[Start EXTRACTED RECORDS]
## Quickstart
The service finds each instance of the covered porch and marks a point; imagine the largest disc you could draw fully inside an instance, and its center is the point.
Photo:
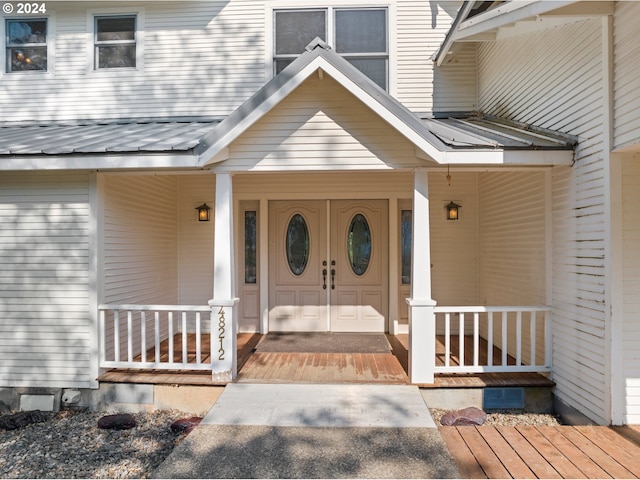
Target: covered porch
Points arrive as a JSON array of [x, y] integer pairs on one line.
[[486, 272]]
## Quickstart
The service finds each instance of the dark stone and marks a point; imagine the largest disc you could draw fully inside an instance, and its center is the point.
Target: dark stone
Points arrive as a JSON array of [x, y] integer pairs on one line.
[[466, 416], [185, 425], [121, 421], [22, 419]]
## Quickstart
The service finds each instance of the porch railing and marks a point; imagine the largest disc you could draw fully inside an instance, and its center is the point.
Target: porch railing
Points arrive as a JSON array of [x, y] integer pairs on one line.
[[163, 337], [493, 339]]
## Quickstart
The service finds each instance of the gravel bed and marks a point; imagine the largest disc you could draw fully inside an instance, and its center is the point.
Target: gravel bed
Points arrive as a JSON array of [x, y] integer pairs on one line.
[[70, 445], [511, 418]]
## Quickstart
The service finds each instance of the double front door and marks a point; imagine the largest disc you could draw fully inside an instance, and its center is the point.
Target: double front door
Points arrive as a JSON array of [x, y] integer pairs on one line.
[[328, 263]]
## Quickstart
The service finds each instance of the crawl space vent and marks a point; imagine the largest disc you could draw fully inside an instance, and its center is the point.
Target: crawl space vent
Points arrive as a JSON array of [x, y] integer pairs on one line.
[[499, 398]]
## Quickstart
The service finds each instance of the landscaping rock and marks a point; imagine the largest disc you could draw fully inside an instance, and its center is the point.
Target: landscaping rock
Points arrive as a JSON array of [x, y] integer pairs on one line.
[[185, 425], [121, 421], [464, 417]]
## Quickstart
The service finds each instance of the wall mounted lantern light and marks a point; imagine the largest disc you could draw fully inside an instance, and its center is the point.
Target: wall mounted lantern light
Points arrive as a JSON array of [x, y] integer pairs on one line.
[[203, 212], [453, 210]]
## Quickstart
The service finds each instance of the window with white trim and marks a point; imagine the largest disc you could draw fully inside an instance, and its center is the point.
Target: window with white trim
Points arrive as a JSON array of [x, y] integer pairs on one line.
[[115, 41], [26, 45], [360, 35]]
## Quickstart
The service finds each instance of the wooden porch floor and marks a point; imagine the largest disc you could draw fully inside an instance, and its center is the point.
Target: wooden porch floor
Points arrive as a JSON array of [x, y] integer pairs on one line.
[[544, 452], [301, 367]]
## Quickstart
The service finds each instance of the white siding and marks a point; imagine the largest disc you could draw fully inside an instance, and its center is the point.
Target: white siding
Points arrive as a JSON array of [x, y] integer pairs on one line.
[[46, 329], [454, 252], [422, 27], [631, 288], [201, 58], [318, 126], [553, 79], [140, 240], [512, 249], [626, 97], [195, 240]]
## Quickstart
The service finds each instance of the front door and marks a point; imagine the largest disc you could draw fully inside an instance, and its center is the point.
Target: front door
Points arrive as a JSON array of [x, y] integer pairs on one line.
[[328, 265]]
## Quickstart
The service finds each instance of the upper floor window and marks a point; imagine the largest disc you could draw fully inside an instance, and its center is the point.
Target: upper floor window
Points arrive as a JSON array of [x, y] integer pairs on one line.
[[115, 42], [27, 45], [358, 34]]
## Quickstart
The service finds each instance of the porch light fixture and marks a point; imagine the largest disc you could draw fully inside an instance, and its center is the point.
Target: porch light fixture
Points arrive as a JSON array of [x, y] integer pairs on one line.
[[203, 212], [453, 211]]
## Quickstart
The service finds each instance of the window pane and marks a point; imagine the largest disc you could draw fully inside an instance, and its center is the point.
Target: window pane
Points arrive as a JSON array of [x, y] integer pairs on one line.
[[374, 68], [116, 28], [359, 244], [250, 244], [21, 32], [297, 244], [295, 30], [27, 59], [281, 64], [406, 238], [361, 31], [117, 56]]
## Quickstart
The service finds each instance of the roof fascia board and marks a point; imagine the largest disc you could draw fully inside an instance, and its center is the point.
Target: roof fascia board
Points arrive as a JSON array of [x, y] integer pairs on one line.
[[505, 157], [442, 52], [379, 101], [95, 162], [506, 14], [381, 104], [251, 111]]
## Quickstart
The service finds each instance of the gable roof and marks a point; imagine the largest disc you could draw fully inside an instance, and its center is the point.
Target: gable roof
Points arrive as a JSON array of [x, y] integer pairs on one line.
[[426, 135], [201, 143]]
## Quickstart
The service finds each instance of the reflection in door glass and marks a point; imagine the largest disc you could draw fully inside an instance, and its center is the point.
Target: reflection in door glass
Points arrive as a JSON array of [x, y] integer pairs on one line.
[[405, 240], [297, 244], [359, 244]]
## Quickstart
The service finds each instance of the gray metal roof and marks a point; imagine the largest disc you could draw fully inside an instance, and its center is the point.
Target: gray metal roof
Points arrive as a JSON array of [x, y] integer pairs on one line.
[[126, 136], [478, 131]]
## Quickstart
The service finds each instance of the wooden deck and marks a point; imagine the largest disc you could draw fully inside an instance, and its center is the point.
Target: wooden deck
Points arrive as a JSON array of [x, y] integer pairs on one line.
[[544, 452], [301, 367]]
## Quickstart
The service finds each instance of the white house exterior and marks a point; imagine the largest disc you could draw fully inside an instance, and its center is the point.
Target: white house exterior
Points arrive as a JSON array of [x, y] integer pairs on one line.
[[129, 115]]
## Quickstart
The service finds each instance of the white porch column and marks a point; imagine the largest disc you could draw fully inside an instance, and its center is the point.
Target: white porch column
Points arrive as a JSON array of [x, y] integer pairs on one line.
[[422, 320], [223, 304]]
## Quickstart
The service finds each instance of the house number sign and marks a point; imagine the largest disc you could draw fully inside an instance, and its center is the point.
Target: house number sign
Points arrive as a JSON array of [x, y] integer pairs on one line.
[[221, 328]]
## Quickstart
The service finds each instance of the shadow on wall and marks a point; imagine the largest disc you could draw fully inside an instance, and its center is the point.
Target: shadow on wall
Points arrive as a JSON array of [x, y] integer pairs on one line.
[[45, 326]]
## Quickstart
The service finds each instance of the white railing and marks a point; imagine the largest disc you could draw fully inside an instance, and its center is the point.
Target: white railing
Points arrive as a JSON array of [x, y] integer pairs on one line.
[[519, 338], [164, 337]]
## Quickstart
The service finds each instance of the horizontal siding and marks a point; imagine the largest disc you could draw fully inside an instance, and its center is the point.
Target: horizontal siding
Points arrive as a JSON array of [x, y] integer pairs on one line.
[[454, 253], [140, 259], [553, 79], [631, 288], [195, 260], [318, 126], [422, 27], [198, 58], [512, 248], [46, 329], [140, 240], [626, 95]]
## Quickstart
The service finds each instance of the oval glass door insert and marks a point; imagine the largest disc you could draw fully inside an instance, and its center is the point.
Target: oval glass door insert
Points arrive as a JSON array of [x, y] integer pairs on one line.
[[297, 244], [359, 244]]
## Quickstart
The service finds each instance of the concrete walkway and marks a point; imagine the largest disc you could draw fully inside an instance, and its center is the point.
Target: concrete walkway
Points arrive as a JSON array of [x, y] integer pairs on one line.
[[313, 431]]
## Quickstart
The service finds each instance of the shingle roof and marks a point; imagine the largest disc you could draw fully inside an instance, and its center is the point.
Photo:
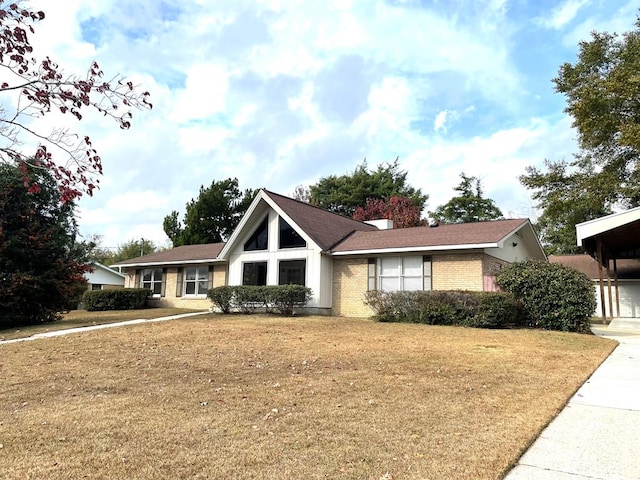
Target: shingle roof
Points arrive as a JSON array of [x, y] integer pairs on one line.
[[185, 253], [441, 236], [324, 227], [627, 269]]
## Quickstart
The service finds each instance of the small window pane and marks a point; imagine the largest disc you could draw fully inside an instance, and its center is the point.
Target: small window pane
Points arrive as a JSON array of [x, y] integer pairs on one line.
[[412, 266]]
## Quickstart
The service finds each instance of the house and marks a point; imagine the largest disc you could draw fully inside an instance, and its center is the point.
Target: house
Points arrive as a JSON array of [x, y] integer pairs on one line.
[[280, 240], [103, 278], [626, 297]]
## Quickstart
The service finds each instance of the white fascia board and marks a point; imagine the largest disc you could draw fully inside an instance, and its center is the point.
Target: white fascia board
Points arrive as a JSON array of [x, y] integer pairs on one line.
[[171, 264], [442, 248], [594, 227]]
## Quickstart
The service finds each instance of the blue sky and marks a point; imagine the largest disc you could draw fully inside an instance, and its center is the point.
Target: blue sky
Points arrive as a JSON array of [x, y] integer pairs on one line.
[[280, 93]]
[End EXTRACTED RECORDS]
* **PROBLEM TO WORK ON**:
Can you write out everything from the start of the entries down to and including the line that contains "Target: covered porch", substituting "circle" for "disc" and changing nothing else? Leave the pictures out of your answer.

* **SOLUTION FOR THIS PROBLEM**:
## Quickstart
The service finds each instance of the covered porch and marks a point; imagine the largest circle you could draw fully inside an instance, and its center is the point.
Photo:
Target: covered porch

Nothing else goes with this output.